#### [Exercise details]
Show every line of the data where the word "rear" can be found.

#### [Data listing]
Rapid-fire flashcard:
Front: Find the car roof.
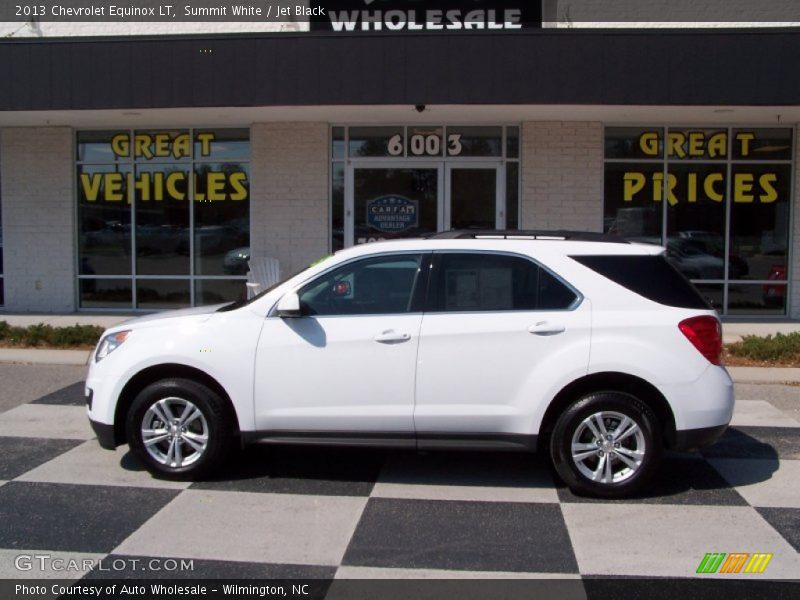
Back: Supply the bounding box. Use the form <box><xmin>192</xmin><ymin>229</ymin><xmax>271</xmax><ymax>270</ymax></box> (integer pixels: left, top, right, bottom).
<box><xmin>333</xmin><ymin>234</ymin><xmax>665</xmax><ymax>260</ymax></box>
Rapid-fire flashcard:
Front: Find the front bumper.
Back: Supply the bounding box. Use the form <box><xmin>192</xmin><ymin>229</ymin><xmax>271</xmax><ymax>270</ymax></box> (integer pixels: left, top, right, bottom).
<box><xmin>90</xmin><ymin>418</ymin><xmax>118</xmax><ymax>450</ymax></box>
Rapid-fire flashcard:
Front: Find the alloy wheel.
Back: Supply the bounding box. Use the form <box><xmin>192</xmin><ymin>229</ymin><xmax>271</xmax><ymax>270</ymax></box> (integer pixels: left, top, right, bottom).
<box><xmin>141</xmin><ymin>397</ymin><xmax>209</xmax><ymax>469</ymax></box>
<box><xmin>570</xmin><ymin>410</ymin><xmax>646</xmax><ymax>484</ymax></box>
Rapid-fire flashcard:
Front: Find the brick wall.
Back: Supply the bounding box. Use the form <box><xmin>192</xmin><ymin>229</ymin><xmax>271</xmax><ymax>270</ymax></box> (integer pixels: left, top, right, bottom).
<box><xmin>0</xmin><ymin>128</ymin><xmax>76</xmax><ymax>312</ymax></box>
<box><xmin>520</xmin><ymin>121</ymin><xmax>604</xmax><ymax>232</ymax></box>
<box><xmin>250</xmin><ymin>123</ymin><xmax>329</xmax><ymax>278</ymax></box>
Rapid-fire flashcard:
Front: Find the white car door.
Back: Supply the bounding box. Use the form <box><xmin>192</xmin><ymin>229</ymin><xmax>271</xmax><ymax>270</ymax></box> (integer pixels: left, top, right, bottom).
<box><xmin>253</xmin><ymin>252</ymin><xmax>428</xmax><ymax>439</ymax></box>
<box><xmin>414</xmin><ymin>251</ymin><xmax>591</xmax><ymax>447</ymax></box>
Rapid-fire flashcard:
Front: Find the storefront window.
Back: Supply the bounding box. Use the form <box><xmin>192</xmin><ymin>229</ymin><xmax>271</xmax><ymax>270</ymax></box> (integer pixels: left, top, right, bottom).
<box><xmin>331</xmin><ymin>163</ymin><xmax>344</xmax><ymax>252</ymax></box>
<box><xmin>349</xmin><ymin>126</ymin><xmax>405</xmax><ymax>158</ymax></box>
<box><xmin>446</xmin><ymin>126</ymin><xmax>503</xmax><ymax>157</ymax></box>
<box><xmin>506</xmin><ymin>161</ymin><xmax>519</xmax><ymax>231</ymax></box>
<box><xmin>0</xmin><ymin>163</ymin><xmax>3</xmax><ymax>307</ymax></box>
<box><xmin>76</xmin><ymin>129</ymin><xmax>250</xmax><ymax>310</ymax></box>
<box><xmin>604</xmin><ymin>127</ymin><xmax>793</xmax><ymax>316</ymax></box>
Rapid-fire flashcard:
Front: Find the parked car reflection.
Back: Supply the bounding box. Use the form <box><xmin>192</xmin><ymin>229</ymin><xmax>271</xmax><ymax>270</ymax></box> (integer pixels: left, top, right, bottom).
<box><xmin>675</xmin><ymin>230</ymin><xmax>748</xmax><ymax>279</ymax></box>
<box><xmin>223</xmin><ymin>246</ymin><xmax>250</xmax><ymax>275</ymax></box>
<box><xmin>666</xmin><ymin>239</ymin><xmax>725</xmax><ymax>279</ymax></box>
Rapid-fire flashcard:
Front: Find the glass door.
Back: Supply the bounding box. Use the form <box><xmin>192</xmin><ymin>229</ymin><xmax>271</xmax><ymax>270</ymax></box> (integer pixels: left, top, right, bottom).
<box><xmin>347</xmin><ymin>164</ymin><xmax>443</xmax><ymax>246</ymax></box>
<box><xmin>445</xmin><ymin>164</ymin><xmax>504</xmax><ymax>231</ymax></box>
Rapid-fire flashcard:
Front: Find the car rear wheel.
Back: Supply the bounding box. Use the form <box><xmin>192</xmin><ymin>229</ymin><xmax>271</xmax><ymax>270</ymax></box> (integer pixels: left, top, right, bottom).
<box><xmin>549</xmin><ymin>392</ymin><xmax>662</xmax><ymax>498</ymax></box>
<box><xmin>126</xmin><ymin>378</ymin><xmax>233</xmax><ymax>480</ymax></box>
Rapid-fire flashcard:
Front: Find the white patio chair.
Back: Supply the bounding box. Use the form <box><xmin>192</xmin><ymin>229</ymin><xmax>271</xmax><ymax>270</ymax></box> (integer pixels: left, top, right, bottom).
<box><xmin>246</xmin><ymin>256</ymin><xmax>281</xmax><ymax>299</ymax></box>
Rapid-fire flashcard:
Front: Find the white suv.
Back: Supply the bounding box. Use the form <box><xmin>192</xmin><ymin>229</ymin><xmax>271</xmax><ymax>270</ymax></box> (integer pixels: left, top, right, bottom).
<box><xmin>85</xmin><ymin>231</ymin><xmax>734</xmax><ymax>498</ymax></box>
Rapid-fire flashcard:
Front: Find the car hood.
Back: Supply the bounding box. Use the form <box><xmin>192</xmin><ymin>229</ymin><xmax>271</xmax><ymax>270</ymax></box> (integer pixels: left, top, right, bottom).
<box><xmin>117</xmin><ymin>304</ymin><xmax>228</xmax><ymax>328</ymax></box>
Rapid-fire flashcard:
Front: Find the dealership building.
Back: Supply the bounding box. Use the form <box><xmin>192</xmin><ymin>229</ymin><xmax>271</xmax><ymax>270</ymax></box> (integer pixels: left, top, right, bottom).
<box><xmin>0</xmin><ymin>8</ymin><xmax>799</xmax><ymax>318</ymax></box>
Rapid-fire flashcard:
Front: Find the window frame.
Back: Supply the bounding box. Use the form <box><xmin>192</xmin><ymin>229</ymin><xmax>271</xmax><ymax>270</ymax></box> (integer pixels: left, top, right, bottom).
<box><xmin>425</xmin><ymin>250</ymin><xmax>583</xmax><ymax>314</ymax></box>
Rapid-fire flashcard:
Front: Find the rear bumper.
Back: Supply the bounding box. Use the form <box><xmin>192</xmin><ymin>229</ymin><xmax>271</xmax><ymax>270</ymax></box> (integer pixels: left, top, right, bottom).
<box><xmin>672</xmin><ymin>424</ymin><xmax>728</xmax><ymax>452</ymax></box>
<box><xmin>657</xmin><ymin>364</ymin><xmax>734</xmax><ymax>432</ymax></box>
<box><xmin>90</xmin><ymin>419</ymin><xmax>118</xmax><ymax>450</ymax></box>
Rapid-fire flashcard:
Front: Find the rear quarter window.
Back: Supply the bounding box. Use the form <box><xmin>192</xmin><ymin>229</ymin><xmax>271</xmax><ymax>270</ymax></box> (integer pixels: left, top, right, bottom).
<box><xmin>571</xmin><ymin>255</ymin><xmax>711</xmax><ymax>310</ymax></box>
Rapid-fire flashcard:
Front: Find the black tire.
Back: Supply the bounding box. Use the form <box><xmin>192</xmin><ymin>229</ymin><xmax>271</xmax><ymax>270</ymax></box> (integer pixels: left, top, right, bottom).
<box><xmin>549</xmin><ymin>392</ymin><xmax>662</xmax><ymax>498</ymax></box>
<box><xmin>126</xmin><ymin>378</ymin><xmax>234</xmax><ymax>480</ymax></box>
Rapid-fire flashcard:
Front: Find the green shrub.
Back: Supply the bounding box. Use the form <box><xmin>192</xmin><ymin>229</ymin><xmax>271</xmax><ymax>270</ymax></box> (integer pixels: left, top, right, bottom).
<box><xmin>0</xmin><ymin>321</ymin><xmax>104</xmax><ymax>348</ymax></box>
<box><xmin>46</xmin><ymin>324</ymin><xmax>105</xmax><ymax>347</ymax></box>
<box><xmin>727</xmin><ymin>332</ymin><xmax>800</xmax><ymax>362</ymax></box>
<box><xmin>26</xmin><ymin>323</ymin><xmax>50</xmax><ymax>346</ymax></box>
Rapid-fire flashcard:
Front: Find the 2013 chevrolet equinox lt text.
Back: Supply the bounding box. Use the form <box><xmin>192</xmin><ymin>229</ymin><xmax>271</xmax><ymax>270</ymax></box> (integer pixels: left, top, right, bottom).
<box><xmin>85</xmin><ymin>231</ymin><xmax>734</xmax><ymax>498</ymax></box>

#### [Exercise result]
Front: Find the car rear wheel.
Front: Find the rear bumper.
Front: Find the rear quarter window.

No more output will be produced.